Texte de l'exercice -
Conditions d’assurance / 36 al. 1 LAI (en vigueur jusqu’au 31.12.2007)

Incapacité de travail avant l’arrivée en Suisse

Expertise médicale sur une période remontant à plus de 30 ans – Appréciation rétrospective de la situation – Valeur probante donnée

 

Assurée, née en 1954 au Brésil, arrivée en Suisse en septembre 1985, ayant épousé un citoyen suisse le 29.11.1985. Le 01.04.2010, elle a requis de l’office AI l’octroi d’une rente en raison d’une schizophrénie bipolaire chronique dont elle souffrait depuis 1983.

Après plusieurs procédures (9C_230/2012, 9C_262/2015) et expertises, de nombreux indices convergeaient pour conclure qu’au moins une incapacité de travail de 40% avait dû exister à partir de 1981, voire avant, même s’il n’était pas possible de l’affirmer « avec une certitude à 100% ». Par décision, l’office AI a rejeté la demande de prestations, les conditions générales d’assurance n’étant pas remplies.

Jeu de données -

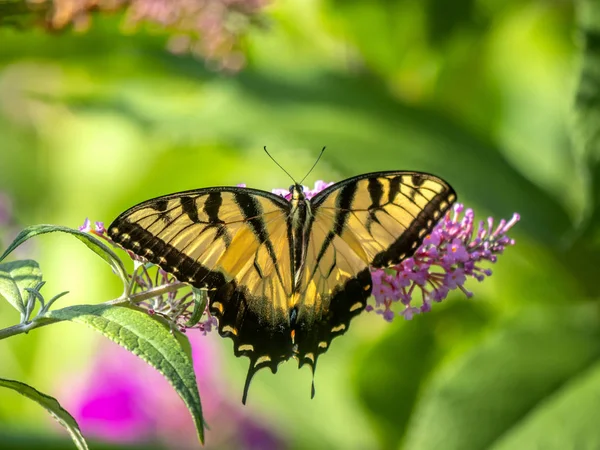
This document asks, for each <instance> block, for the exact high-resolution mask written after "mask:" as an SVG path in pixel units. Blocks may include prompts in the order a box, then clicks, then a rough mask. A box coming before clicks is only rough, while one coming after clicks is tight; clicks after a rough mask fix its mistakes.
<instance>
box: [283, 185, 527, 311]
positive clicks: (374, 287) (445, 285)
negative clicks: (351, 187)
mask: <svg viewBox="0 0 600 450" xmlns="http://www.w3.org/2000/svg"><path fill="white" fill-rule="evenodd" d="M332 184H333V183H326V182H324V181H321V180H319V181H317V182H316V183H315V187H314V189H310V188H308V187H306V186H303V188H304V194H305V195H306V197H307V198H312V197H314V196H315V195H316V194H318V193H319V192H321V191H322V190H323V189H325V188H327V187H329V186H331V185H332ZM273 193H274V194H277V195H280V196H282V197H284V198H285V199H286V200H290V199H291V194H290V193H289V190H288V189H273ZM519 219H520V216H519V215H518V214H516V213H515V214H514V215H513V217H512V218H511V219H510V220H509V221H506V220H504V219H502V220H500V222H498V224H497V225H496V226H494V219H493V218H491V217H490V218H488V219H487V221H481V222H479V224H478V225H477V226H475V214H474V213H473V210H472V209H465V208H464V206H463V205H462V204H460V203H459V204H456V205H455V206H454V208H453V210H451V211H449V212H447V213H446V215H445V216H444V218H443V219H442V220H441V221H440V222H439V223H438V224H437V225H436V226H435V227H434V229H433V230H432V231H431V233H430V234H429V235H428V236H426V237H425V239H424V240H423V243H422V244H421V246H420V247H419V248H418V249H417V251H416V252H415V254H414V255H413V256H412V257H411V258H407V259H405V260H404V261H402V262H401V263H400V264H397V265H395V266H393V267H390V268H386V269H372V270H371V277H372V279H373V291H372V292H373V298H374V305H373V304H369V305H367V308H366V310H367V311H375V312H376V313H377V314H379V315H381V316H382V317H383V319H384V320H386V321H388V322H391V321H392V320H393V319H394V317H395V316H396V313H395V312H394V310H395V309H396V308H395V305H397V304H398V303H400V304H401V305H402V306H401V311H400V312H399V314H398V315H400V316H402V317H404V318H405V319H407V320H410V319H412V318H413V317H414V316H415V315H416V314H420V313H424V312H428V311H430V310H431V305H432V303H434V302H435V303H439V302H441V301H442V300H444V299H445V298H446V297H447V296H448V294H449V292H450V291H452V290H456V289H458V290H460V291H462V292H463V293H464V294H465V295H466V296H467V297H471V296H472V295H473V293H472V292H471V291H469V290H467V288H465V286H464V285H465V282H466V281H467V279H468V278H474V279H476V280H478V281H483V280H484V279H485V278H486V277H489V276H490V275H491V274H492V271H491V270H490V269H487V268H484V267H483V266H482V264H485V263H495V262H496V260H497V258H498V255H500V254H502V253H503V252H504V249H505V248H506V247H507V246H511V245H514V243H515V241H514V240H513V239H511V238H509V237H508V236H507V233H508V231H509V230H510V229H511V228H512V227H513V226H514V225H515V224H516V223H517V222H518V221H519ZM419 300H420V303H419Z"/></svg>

Consigne -
D'après le texte de l'exercice, à quelle date l'assurée a-t-elle épousé un citoyen suisse ? Les données constituent un matériau distinct du texte de l'exercice.

Solution proposée -
Le 29.11.1985.